**Page**
An expert must exhibit ethical behaviour that is beyond reproach and should never give cause for disbelief in the expert's ethical considerations(2008a)
The Investigator should remind the legal representatives of the codes of ethics when they are called as an expert for a case. This is to determine if any conflict arises between the code of ethics and the law. The Investigator must discuss the issue with the legal representatives. It is far better to have any potential conflicts resolved at this point than have to answer questions related to the issues under cross-examination at the trial.
When working as a Fire Investigator the ethical procedures that have to be adhered too are put in place to prevent any professional investigator from making false judgements at critical times within an investigation. As Lentini(2006a) states Investigative professionals provide services within the legal system and are called upon to give evidence to cause of which they have expertise or to supply a professional view on questions or factors affecting the outcome of a case. The evidence of an investigator should be restricted to the precise fields of expertise of that person as established by education and experience in the field. The extent of the ability of the investigator which is needed to give evidence is determined by the legal system in which the professional is called up as an expert witness. There must be some ethical practice when dealing with people who could easily become victimised by the wrong decisions presented in a case by an investigator who has failed to take every possibility into account. Ethical behaviour leads people to the truth and goes beyond knowing what is right and what is wrong. It is simply doing what is right. When an investigator is called to report on the findings of their case it is important not only to tell the truth, but also to leave the correct impression. It is the job of the expert witness to help the judge and jurors understand the evidence(2006a) The purpose of ethics is to have guidelines which are there to make sure that the practice of the investigator is proper and promotes trust within the profession. Forensic evidence should always be based on true scientific foundations and not theories. With a lack of scientific testing in forensic investigations a miscarriage of justice is most likely going to happen. This is a profession where the stakes are high with lots of pressure to come up with the correct answer to how the fire did occur. With new scientific proof the techniques Investigators use are moving towards a universal standard which all professional forensic investigators must adhere. These standards are then governed by the ethics to which fire investigator follows so that they know they whenever they are called as an expert witness that there hypothesis is grounded on reliable scientific proof.

**Given data**
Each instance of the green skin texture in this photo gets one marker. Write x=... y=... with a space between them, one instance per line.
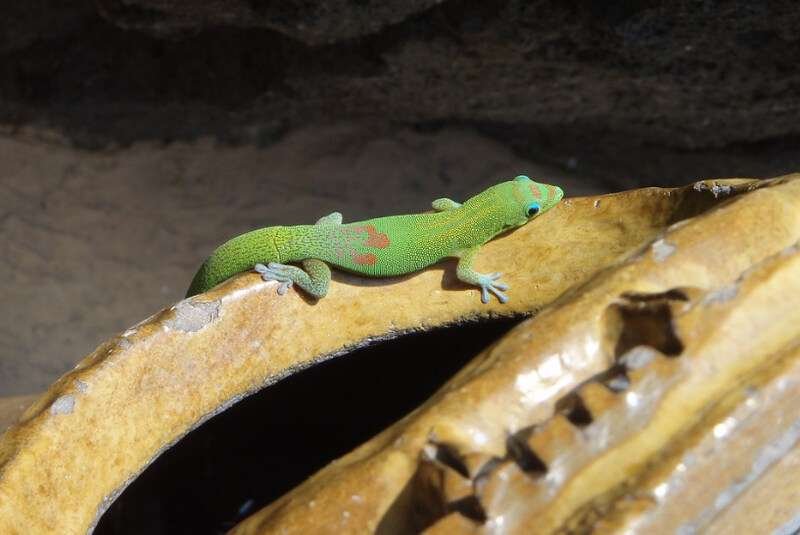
x=384 y=246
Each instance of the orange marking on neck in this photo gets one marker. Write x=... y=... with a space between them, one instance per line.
x=374 y=238
x=368 y=259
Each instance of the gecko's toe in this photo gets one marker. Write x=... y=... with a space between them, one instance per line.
x=284 y=287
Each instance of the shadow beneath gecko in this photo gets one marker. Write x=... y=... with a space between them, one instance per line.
x=249 y=455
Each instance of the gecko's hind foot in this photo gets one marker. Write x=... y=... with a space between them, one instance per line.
x=490 y=283
x=275 y=272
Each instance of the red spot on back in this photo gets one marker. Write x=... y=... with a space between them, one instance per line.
x=368 y=259
x=374 y=238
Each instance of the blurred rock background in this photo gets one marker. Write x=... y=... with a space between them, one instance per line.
x=135 y=135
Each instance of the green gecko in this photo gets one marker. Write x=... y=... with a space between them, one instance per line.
x=384 y=246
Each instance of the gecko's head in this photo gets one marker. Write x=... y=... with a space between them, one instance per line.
x=526 y=199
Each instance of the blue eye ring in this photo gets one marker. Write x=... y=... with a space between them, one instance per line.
x=532 y=209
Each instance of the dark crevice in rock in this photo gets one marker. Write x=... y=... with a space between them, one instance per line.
x=266 y=444
x=449 y=457
x=573 y=408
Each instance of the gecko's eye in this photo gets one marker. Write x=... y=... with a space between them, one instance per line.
x=532 y=209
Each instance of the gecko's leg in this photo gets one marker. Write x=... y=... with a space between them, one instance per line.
x=487 y=282
x=314 y=278
x=334 y=218
x=442 y=205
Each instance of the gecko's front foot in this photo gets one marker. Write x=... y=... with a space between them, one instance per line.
x=275 y=272
x=491 y=283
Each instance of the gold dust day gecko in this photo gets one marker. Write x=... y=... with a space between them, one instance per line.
x=384 y=246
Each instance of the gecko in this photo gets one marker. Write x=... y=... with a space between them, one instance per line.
x=385 y=246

**Given task**
Reproduce the passage on fire investigator ethics above word for word, between "The Investigator should" and "at the trial.", inclusive.

**Full response**
The Investigator should remind the legal representatives of the codes of ethics when they are called as an expert for a case. This is to determine if any conflict arises between the code of ethics and the law. The Investigator must discuss the issue with the legal representatives. It is far better to have any potential conflicts resolved at this point than have to answer questions related to the issues under cross-examination at the trial.